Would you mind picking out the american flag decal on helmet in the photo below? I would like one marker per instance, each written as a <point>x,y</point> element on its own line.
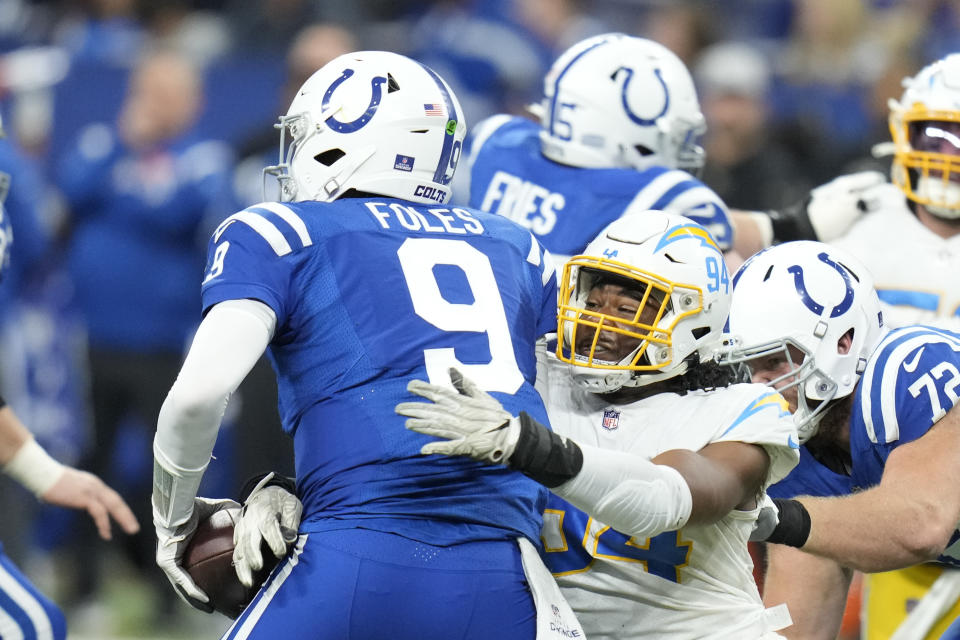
<point>611,419</point>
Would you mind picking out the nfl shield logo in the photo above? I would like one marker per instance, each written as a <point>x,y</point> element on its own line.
<point>611,419</point>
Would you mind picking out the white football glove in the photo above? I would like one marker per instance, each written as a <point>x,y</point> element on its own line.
<point>767,520</point>
<point>834,207</point>
<point>172,544</point>
<point>270,514</point>
<point>471,421</point>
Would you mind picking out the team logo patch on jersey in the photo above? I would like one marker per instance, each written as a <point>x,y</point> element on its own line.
<point>611,419</point>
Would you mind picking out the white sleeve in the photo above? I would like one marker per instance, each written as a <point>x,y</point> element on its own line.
<point>629,493</point>
<point>229,341</point>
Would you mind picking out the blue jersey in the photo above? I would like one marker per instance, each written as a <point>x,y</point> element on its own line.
<point>566,207</point>
<point>910,383</point>
<point>811,478</point>
<point>370,294</point>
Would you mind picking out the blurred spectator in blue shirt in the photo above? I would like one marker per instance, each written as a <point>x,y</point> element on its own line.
<point>140,192</point>
<point>746,165</point>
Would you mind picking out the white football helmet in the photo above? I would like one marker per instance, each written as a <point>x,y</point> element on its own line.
<point>808,295</point>
<point>681,271</point>
<point>925,125</point>
<point>619,101</point>
<point>374,122</point>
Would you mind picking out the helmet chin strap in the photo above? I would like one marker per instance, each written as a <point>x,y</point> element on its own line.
<point>935,190</point>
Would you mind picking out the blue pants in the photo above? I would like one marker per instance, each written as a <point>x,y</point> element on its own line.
<point>365,585</point>
<point>25,612</point>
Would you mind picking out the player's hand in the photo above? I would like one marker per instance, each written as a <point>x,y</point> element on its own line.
<point>834,207</point>
<point>77,489</point>
<point>470,421</point>
<point>767,520</point>
<point>271,514</point>
<point>172,544</point>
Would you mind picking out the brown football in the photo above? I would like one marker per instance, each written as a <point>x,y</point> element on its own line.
<point>209,561</point>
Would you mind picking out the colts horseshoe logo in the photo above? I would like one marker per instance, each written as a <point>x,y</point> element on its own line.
<point>812,304</point>
<point>376,85</point>
<point>643,122</point>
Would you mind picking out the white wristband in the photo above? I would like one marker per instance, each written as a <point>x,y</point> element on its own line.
<point>33,467</point>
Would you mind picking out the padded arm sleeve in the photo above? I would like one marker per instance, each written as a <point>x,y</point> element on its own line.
<point>230,340</point>
<point>629,493</point>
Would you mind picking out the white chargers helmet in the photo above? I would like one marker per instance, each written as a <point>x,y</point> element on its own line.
<point>374,122</point>
<point>685,287</point>
<point>808,295</point>
<point>925,125</point>
<point>619,101</point>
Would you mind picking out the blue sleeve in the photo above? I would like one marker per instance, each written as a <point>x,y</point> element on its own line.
<point>911,382</point>
<point>810,478</point>
<point>241,263</point>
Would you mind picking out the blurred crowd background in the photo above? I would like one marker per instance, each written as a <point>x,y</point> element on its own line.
<point>135,126</point>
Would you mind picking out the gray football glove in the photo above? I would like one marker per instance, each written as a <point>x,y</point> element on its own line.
<point>172,544</point>
<point>470,421</point>
<point>271,514</point>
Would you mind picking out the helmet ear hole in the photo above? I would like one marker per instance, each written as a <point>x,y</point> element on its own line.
<point>329,156</point>
<point>642,150</point>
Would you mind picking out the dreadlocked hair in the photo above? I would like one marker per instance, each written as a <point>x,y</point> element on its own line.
<point>704,376</point>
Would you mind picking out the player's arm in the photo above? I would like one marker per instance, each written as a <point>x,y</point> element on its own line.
<point>906,519</point>
<point>721,477</point>
<point>814,589</point>
<point>230,340</point>
<point>24,460</point>
<point>632,494</point>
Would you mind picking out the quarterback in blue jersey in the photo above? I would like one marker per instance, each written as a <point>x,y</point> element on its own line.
<point>657,457</point>
<point>618,132</point>
<point>360,280</point>
<point>877,413</point>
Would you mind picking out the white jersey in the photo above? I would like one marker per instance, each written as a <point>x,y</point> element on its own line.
<point>914,270</point>
<point>693,583</point>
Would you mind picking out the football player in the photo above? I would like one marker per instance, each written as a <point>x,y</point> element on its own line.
<point>918,214</point>
<point>876,411</point>
<point>657,460</point>
<point>24,611</point>
<point>360,280</point>
<point>618,131</point>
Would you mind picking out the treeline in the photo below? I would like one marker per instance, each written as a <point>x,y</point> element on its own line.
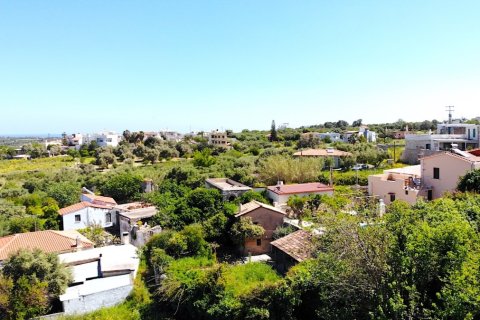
<point>420,262</point>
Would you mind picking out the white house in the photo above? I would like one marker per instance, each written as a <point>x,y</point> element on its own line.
<point>84,214</point>
<point>462,135</point>
<point>280,193</point>
<point>103,277</point>
<point>436,174</point>
<point>218,139</point>
<point>333,136</point>
<point>104,139</point>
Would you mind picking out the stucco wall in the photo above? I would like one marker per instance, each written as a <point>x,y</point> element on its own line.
<point>269,220</point>
<point>88,216</point>
<point>282,199</point>
<point>379,185</point>
<point>96,301</point>
<point>451,169</point>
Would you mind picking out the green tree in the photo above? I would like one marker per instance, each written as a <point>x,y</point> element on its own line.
<point>65,193</point>
<point>273,132</point>
<point>244,229</point>
<point>470,182</point>
<point>298,206</point>
<point>122,187</point>
<point>203,158</point>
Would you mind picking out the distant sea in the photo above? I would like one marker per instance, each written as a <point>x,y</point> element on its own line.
<point>31,135</point>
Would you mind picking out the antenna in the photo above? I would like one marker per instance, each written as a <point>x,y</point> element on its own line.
<point>450,110</point>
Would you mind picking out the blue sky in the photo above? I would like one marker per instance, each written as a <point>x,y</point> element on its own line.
<point>84,66</point>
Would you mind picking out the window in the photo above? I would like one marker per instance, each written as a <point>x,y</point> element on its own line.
<point>392,197</point>
<point>430,195</point>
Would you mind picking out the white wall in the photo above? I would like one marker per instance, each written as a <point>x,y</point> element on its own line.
<point>451,169</point>
<point>282,199</point>
<point>380,186</point>
<point>88,216</point>
<point>92,302</point>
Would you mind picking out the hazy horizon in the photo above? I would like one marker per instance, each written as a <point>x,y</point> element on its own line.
<point>202,65</point>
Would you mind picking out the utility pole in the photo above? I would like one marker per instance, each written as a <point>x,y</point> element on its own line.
<point>394,152</point>
<point>450,110</point>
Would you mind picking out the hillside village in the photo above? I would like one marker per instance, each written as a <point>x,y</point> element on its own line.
<point>332,221</point>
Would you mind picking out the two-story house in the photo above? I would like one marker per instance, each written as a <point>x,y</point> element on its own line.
<point>436,174</point>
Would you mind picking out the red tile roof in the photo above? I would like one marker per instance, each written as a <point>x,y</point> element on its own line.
<point>81,205</point>
<point>475,152</point>
<point>297,245</point>
<point>47,241</point>
<point>321,153</point>
<point>100,199</point>
<point>253,205</point>
<point>312,187</point>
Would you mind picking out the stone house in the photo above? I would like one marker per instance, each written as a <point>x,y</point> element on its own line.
<point>270,218</point>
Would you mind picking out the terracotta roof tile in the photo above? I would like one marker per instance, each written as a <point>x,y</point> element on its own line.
<point>253,205</point>
<point>81,205</point>
<point>313,187</point>
<point>322,153</point>
<point>100,199</point>
<point>47,241</point>
<point>297,245</point>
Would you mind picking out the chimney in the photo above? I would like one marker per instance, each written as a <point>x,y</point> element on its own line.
<point>381,208</point>
<point>99,266</point>
<point>147,185</point>
<point>85,190</point>
<point>78,243</point>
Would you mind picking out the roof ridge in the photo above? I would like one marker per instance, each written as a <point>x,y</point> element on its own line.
<point>453,155</point>
<point>13,237</point>
<point>64,234</point>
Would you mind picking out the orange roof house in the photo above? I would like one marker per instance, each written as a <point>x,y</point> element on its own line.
<point>50,241</point>
<point>334,154</point>
<point>280,193</point>
<point>291,249</point>
<point>263,215</point>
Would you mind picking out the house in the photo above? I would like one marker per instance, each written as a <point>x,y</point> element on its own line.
<point>436,174</point>
<point>133,222</point>
<point>229,188</point>
<point>171,136</point>
<point>103,277</point>
<point>89,196</point>
<point>370,136</point>
<point>50,241</point>
<point>399,134</point>
<point>218,139</point>
<point>152,134</point>
<point>333,136</point>
<point>91,210</point>
<point>335,155</point>
<point>464,136</point>
<point>398,184</point>
<point>104,139</point>
<point>75,139</point>
<point>291,249</point>
<point>443,170</point>
<point>280,193</point>
<point>83,214</point>
<point>266,216</point>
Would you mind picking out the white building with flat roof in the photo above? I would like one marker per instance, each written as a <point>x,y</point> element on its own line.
<point>103,277</point>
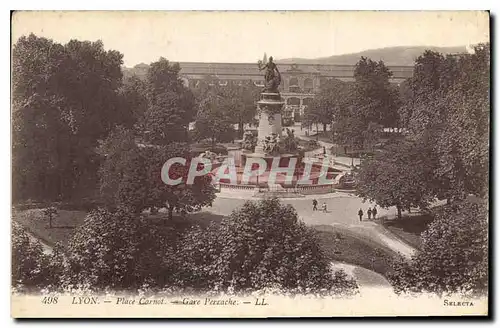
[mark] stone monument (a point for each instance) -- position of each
(269, 109)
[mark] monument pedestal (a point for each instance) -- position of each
(269, 110)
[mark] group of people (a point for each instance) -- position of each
(323, 206)
(370, 212)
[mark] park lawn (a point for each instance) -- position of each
(62, 226)
(336, 243)
(339, 245)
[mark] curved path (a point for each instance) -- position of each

-*-*-

_Given request_
Reproduce precisely the lines of the listing above, from the line containing "Would you mind picking out the white building" to the last line, both ends included. Pictures are to be omitted.

_Solution to this problem_
Would you mind picking out the white building with flat roof in the photo above? I would like one marker per instance, each written as a <point>x,y</point> element on its own line.
<point>103,277</point>
[mark] stone monument (a point for each instance) -- position of each
(269, 109)
[mark] monument pedestal (a point for each instance) -- position of each
(269, 110)
[mark] group of people (a point for each instance) -- position of each
(323, 206)
(370, 212)
[mark] park lawn (a point for each instance) -- position of each
(62, 226)
(336, 243)
(339, 245)
[mark] curved path (a point for each instance) -- position of each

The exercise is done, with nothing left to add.